### Exercise prompt
Each record should be returned exactly as it is written.

### Provided records
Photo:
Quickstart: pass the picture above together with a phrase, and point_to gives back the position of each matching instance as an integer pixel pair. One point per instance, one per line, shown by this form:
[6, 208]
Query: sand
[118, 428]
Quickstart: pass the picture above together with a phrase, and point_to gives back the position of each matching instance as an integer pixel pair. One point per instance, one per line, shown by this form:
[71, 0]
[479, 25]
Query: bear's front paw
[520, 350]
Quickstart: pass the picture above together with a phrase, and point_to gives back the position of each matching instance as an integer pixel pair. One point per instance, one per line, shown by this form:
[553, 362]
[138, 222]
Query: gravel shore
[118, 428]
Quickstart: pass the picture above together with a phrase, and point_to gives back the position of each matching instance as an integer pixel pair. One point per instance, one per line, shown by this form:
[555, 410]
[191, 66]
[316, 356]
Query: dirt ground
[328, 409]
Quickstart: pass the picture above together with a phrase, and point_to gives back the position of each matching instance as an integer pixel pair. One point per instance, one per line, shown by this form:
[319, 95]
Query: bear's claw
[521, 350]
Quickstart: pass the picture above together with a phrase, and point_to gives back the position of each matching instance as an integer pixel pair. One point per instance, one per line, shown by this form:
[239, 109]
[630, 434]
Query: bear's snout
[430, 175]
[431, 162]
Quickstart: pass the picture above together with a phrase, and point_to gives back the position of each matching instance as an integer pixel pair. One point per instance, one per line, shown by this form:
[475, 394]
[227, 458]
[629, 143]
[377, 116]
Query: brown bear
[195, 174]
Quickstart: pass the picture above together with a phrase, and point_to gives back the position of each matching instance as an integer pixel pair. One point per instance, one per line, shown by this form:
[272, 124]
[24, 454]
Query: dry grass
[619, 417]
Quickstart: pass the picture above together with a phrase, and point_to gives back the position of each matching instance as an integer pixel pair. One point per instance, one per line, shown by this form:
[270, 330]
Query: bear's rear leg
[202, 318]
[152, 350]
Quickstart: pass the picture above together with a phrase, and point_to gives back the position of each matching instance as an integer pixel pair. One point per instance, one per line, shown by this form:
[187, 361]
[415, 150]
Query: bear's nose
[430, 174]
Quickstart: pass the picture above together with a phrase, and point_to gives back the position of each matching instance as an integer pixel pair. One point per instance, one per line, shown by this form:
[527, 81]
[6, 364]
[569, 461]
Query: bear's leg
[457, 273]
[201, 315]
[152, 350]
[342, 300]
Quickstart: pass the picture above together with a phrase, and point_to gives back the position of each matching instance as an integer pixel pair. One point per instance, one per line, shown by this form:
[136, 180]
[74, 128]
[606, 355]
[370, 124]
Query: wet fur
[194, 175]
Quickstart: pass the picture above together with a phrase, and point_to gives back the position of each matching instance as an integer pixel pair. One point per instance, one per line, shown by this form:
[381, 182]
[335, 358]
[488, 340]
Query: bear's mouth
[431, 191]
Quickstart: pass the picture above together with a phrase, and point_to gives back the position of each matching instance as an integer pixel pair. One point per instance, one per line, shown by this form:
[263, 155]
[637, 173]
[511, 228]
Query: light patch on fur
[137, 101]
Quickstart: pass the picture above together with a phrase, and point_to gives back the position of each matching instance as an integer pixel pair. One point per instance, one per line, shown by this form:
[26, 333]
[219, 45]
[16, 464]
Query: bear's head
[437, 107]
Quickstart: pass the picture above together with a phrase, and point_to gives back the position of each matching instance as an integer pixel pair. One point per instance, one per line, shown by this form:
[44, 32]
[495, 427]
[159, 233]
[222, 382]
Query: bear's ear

### Response to the exercise
Photo:
Quickstart: pass the picture above together with a phrase, and point_to gives back the position of each matching instance as an integer pixel pair. One point per instance, one per line, shown by this form:
[6, 208]
Query: sand
[118, 428]
Quickstart: pass the picture above together with a phrase, and point_to gives back the position of each matching instance as an integer pixel pair. One point per instance, one per line, shown by this form:
[71, 0]
[479, 25]
Query: bear's front paw
[520, 350]
Quickstart: pass the picture above together with a phrase, and point_to gives back the position of each matching instance as an integer pixel pair. One point per instance, one per line, shown by this form:
[553, 362]
[138, 222]
Query: gravel shore
[118, 428]
Quickstart: pass the picture above together with a phrase, and point_to gives back the position of each matching instance as an integer pixel pair. One point per instance, one per line, shown by this form:
[555, 410]
[191, 66]
[316, 356]
Query: dirt ground
[328, 409]
Quickstart: pass the picture above together with a phrase, and point_to gives back the position of each matching instance as an integer pixel pair. One point per instance, one per line, shown by this form:
[319, 95]
Query: bear's claw
[521, 350]
Quickstart: pass the picture above together with a phrase, and point_to gives back the position of each matching instance as an integer pixel pair. One point per instance, one per line, shown by this form:
[239, 109]
[630, 434]
Query: bear's snout
[430, 175]
[431, 162]
Quickstart: pass the picture above together with a phrase, and point_to gives back the position of each matching instance as an integer pixel pair. One point per instance, one per line, shown by this form:
[475, 394]
[227, 458]
[629, 143]
[377, 116]
Query: brown bear
[195, 174]
Quickstart: pass the picture above together with a phrase, and point_to gives back the position of each matching instance as an integer pixel pair. One point per instance, one per line, shown by this form:
[272, 124]
[24, 454]
Query: dry grass
[619, 417]
Quickstart: pass the picture above together with a phrase, and point_to gives back the position of each matching instance as an integer pixel pair. One point per instance, one per line, shown by this form:
[270, 330]
Query: bear's rear leg
[202, 318]
[152, 350]
Quickstart: pass the picture above together with a phrase, and point_to gives back the position of each matching instance as an integer pixel pair. One point per instance, one per line, shown by this form:
[187, 361]
[415, 150]
Query: bear's nose
[430, 174]
Quickstart: pass the picture above together with a phrase, and point_to gives back the position of each matching instance as an integer pixel pair. One point per instance, one per line, shown by this form:
[527, 81]
[6, 364]
[569, 461]
Query: bear's leg
[457, 273]
[201, 315]
[152, 350]
[342, 300]
Quickstart: pass the picture above together with a phrase, and point_to gives back the position of each matching instance as an integer pixel pair. One point per instance, one per line, shown by this form:
[136, 180]
[74, 128]
[606, 355]
[370, 124]
Query: wet fur
[194, 175]
Quickstart: pass the picture above together with a phrase, and point_to gives back the position of each matching instance as an integer pixel pair. One point per instance, one per line, shown by this form:
[381, 182]
[335, 358]
[488, 340]
Query: bear's mouth
[431, 191]
Quickstart: pass the picture above together with a phrase, and point_to gives back the position of each matching instance as an integer pixel pair. One point per instance, one per line, shown by this form:
[263, 155]
[637, 173]
[511, 228]
Query: light patch on fur
[137, 101]
Quickstart: pass the picture above together with a phrase, and point_to gives back the position of each matching instance as an integer pixel pair. One point per instance, one per line, shown by this form:
[26, 333]
[219, 45]
[16, 464]
Query: bear's head
[437, 107]
Quickstart: pass the picture above together with a phrase, and point_to gives back the position of each matching instance as an integer pixel pair. One point per instance, one per line, shown by this form:
[44, 32]
[495, 427]
[159, 233]
[222, 382]
Query: bear's ear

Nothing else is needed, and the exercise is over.